| Extract provided |
===

This week seems an opportune time to link to a small but superb collection of North Korean propaganda posters reproduced (with two brief and fascinating contextual notes) from David Heather and Koen de Ceuster’s book North Korean Posters.

ess_north_korean_39
(“Let’s extensively raise goats in all families!”)

Discussion of the second test in the media has cast a great deal of heat and not very much light on the issues at stake, including one alarming statement in the NZ media by Tim Beal of Victoria University that the USA could defeat the DPRK militarily “without losing a single soldier” (audio), which runs contra to the understanding of the situation I had when I lived there. My understanding, admittedly mostly from pub discussions with officers in the South Korean and US defence establishment, was that the reason there’s a stalemate is a sort of mutually assured destruction, because while the forces in the South clearly have the strategic advantage, the DPRK has an unknown but very large number of well-protected and hidden artillery pieces and conventional rockets in the mountains just north of the border, within easy range of Seoul, and the few dozen hours it might take to destroy them all could result in catastrophic loss of life and infrastructure in that very densely-populated city.

Tough call.

L

Add Condi to the list

According to this story, Former US Secretary of State Condoleezza Rice has admitted involvement in a (technical) conspiracy to torture US terror detainees:

In little-noticed comments Thursday, the former White House counsel for President Richard Nixon John Dean said Thursday that former Secretary of State Condoleezza Rice may have unwittingly admitted to a criminal conspiracy when questioned about torture by a group of student videographers at Stanford.

===

(Region pointing data)
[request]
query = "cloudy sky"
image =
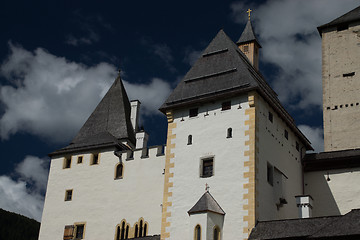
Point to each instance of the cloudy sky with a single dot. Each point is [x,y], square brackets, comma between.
[58,58]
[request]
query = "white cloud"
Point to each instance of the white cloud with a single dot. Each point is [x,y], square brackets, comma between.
[25,194]
[290,41]
[51,97]
[315,135]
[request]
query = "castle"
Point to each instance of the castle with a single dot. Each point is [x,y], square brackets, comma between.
[234,161]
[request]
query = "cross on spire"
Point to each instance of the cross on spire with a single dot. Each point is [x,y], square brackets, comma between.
[207,187]
[249,12]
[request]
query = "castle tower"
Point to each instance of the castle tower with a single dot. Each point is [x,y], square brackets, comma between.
[227,128]
[249,44]
[341,81]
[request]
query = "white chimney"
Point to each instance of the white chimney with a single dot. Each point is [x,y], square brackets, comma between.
[305,205]
[134,116]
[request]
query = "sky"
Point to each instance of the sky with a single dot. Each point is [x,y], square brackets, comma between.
[58,59]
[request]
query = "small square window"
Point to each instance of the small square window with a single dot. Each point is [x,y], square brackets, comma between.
[226,105]
[95,159]
[207,167]
[193,112]
[270,174]
[67,162]
[270,117]
[79,231]
[68,195]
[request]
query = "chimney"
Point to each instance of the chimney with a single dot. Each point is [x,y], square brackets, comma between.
[134,116]
[305,205]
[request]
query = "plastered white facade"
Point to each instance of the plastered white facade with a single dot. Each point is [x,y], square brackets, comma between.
[337,196]
[99,200]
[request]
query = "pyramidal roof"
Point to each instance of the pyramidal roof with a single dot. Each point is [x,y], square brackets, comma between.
[352,16]
[222,72]
[248,35]
[108,124]
[206,203]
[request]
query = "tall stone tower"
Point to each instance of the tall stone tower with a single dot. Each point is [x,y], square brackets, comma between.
[341,81]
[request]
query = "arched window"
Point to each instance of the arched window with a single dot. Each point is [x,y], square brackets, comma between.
[229,133]
[197,233]
[189,139]
[119,171]
[216,233]
[122,231]
[145,229]
[136,231]
[118,233]
[140,231]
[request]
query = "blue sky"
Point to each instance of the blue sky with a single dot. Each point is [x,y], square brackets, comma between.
[58,58]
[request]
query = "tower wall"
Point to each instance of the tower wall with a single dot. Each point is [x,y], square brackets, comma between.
[341,86]
[99,200]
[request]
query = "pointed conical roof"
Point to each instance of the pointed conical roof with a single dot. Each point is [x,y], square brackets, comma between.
[352,16]
[108,124]
[222,72]
[206,203]
[248,35]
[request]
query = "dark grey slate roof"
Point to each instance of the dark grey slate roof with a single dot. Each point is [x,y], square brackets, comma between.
[332,227]
[352,16]
[332,160]
[206,203]
[248,35]
[223,71]
[107,125]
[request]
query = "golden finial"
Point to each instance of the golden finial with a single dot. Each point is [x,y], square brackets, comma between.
[249,11]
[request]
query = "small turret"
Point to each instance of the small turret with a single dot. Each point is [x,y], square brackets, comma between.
[248,44]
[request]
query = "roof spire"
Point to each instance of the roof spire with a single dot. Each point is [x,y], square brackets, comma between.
[249,12]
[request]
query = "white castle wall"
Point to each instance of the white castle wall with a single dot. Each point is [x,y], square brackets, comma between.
[281,153]
[99,200]
[209,131]
[333,197]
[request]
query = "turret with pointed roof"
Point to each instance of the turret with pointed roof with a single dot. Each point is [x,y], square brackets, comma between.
[108,125]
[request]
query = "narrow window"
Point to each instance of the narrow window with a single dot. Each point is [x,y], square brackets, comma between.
[68,195]
[197,233]
[119,171]
[216,233]
[127,232]
[136,231]
[69,232]
[193,112]
[118,233]
[207,167]
[67,162]
[229,133]
[226,105]
[140,230]
[270,174]
[189,139]
[270,117]
[95,159]
[79,231]
[145,229]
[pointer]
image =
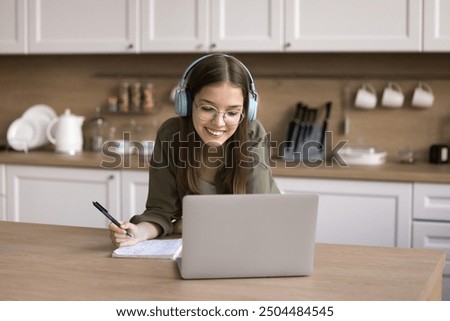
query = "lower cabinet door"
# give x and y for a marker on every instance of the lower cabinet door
(433, 235)
(358, 212)
(62, 196)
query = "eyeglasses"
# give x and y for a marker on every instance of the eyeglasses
(208, 113)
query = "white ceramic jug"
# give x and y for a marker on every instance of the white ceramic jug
(68, 134)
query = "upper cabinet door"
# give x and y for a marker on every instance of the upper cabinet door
(174, 25)
(437, 25)
(83, 26)
(12, 26)
(353, 25)
(248, 26)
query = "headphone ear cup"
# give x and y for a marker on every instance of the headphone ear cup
(252, 106)
(183, 102)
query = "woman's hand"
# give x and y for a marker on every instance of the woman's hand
(140, 232)
(178, 227)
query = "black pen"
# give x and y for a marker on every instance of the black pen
(105, 212)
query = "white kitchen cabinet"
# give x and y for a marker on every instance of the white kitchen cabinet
(12, 26)
(134, 192)
(431, 202)
(431, 225)
(211, 25)
(436, 25)
(174, 26)
(248, 26)
(358, 212)
(353, 25)
(61, 195)
(83, 26)
(435, 235)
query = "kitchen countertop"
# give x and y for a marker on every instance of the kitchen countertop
(396, 172)
(50, 264)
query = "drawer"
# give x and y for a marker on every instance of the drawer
(433, 235)
(431, 202)
(2, 180)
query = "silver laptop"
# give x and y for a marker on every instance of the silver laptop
(252, 235)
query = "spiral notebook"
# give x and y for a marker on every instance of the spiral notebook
(155, 249)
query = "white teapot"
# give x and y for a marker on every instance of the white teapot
(68, 133)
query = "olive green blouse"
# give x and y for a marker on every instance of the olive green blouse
(164, 205)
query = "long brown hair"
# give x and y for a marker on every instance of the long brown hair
(216, 68)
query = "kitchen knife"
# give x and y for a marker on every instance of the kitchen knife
(302, 129)
(325, 123)
(294, 127)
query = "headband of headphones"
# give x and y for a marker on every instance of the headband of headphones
(183, 99)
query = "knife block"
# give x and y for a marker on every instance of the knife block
(308, 149)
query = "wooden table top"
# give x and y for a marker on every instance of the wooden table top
(48, 262)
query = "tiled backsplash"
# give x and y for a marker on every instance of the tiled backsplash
(83, 82)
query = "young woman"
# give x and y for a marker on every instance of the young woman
(215, 146)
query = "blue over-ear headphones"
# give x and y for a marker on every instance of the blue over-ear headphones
(183, 99)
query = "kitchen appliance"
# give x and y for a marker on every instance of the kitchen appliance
(65, 132)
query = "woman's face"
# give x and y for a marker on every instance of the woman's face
(226, 98)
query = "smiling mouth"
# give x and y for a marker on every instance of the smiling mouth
(215, 133)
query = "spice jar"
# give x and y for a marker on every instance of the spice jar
(124, 97)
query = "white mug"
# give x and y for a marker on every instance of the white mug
(423, 96)
(393, 96)
(366, 97)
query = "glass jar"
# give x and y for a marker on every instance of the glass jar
(98, 131)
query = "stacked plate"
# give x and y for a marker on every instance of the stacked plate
(363, 156)
(29, 131)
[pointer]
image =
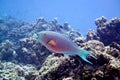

===

| Instructions |
**a.** Copy the stretch of the blog post from "Add Condi to" through "videographers at Stanford." word for word.
**b.** Based on the blog post, decide whether each statement is true: (i) the posters are reproduced from a book by David Heather and Koen de Ceuster; (ii) Tim Beal's statement appeared in the South Korean media; (iii) the writer's understanding of the stalemate came mostly from official briefings. Answer yes or no for each and quote the words that decide it.
**c.** Resume the blog post on North Korea and Condoleezza Rice, starting after its final sentence.

| Answers for this exercise |
**a.**
Add Condi to the list

According to this story, Former US Secretary of State Condoleezza Rice has admitted involvement in a (technical) conspiracy to torture US terror detainees:

In little-noticed comments Thursday, the former White House counsel for President Richard Nixon John Dean said Thursday that former Secretary of State Condoleezza Rice may have unwittingly admitted to a criminal conspiracy when questioned about torture by a group of student videographers at Stanford.

**b.**
(i) Yes: "reproduced (with two brief and fascinating contextual notes) from David Heather and Koen de Ceuster’s book North Korean Posters"
(ii) No: "one alarming statement in the NZ media by Tim Beal of Victoria University"
(iii) No: "admittedly mostly from pub discussions with officers in the South Korean and US defence establishment"

**c.**
Rice told students at Stanford that she didn’t authorize torture, she merely forwarded the authorization for it. …
“She tried to say she didn’t authorize anything, then proceeded to say she did pass orders along to the CIA to engage in torture if it was legal by the standard of the Department of Justice,” Dean said. “This really puts her right in the middle of a common plan, as it’s known in international law, or a conspiracy, as it’s known in American law, and this indeed is a crime. If it indeed happened the way we think it did happen.”

Now, there’s a lot of ifs in there, and anyone with a more thorough knowledge of the issues in play is welcome to pour cold water on it. But to my eye, if this lawyer is right then it stands to reason that the Hat Trick of those at the top of the US torture agenda has now expanded to a Gang of Four.

Incidentally Pascal’s bookie, who ought to blog more often, makes a strong case in defence of Obama’s restraint on the torture issues in a series of comments at The Standard. The key point is the following:

[if Obama was too heavily involved] the story would become Obama v Bush, Dem v GOP. Rather than The Law v Criminals.

He’s right: if it’s to be done, it must be done right, and the taint of partisan politics mustn’t be admitted as a distraction. His role is to provide political and legal conditions within which such a prosecution can thrive of its own accord, not to drive the prosecution himself. He’s doing that; those who want Bush, Cheney, Gonzales and (perhaps) Rice to stand trial had best hold their tongues and show a little faith.